→ WHAT YOU HAVE TO DO
Render the lines of the listing below as a JSON list of strings, one string per line and blank lines omitted. Cover only the lines from the one containing "Exercise. Mark every instance of the stone pedestal" through the end of the listing, both ends included.

··· DATASET ROWS

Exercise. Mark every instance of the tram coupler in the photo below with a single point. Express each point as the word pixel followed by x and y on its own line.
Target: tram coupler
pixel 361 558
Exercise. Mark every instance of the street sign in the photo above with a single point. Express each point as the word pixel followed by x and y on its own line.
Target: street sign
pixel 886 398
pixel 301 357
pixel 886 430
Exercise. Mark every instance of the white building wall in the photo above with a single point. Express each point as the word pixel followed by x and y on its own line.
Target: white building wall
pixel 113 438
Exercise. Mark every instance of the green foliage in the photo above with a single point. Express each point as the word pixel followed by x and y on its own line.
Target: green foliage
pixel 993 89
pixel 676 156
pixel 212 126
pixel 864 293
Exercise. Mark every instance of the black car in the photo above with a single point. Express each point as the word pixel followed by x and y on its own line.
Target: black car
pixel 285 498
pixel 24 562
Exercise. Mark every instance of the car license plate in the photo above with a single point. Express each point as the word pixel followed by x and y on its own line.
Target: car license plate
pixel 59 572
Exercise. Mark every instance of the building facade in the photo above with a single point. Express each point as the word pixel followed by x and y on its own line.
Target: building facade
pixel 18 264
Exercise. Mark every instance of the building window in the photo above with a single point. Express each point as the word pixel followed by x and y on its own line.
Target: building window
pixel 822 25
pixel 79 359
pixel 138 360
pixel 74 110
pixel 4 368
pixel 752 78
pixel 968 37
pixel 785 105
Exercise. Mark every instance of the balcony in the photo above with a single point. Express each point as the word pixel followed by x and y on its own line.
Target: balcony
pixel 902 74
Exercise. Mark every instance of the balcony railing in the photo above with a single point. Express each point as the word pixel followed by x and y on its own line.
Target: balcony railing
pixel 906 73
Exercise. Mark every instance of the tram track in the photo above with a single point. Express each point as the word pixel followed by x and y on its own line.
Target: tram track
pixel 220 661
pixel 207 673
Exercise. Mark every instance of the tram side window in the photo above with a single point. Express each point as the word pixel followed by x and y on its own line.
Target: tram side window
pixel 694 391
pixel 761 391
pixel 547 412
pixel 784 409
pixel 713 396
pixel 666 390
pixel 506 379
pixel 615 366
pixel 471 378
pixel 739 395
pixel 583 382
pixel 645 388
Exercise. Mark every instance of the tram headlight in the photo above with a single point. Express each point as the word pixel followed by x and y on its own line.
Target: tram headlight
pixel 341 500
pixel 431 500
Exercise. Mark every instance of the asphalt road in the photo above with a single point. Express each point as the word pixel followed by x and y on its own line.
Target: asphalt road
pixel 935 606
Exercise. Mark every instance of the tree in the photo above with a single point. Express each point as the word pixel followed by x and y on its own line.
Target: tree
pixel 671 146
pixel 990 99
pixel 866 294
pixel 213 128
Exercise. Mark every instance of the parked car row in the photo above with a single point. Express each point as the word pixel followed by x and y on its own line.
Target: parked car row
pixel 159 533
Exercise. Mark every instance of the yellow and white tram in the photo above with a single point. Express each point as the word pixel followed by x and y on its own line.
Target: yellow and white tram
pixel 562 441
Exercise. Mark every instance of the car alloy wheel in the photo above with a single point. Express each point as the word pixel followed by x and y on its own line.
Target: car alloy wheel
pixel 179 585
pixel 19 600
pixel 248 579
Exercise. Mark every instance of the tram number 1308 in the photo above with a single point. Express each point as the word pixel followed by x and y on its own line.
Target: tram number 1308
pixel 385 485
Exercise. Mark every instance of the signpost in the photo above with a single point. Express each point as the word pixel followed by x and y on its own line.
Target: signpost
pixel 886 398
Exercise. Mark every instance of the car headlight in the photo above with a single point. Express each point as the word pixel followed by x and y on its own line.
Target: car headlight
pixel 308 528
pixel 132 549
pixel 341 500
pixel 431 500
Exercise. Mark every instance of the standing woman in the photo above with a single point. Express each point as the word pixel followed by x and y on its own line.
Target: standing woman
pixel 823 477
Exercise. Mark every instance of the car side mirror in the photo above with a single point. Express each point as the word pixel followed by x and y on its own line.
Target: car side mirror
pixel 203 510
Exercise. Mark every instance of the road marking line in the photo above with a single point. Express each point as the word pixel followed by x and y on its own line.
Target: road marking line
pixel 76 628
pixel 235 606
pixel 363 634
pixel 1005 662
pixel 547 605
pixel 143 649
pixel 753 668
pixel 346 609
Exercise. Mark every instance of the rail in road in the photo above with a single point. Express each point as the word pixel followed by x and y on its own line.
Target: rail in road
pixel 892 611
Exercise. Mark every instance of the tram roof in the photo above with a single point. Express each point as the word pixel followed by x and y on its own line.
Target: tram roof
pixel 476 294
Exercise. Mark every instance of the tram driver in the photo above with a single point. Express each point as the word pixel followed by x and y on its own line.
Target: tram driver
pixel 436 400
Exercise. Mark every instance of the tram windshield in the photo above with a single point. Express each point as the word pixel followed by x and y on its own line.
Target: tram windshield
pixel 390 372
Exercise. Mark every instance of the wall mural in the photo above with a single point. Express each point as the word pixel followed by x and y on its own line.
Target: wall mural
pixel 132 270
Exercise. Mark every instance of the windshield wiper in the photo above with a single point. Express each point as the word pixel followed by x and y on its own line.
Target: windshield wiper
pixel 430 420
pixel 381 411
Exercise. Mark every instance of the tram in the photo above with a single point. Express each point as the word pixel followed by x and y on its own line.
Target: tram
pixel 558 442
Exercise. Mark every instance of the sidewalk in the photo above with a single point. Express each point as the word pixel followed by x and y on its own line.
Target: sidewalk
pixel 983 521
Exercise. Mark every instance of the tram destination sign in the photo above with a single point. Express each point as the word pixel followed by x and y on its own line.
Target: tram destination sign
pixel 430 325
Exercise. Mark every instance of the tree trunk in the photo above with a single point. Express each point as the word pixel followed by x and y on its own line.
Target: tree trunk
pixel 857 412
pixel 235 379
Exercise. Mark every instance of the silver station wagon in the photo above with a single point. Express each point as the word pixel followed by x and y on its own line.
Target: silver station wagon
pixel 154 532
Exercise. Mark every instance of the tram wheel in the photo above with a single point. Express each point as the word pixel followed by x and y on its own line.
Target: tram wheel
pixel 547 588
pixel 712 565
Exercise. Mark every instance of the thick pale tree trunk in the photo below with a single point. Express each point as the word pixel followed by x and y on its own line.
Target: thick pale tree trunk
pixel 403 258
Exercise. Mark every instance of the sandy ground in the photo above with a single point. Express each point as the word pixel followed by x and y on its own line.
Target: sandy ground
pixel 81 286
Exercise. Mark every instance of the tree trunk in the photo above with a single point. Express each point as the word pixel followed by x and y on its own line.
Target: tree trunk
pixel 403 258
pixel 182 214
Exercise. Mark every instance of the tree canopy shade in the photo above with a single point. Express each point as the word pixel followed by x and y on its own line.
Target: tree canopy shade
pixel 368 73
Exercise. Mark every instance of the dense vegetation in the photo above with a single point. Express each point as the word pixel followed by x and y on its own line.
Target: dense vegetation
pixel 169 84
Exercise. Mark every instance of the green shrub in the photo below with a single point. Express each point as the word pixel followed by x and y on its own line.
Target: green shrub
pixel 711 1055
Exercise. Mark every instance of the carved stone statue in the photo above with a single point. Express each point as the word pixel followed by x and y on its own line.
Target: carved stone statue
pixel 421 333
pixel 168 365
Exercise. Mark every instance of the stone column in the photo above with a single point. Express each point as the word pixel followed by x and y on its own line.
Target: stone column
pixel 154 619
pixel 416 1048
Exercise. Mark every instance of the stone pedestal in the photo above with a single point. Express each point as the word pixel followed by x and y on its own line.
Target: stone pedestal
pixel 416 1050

······

→ RESPONSE TO THIS EXERCISE
[
  "Exercise. Mark every instance of the stone pedestal in the photo above with a single point. Express each point as the word pixel followed by x and y on its own line.",
  "Target: stone pedestal",
  "pixel 416 1050"
]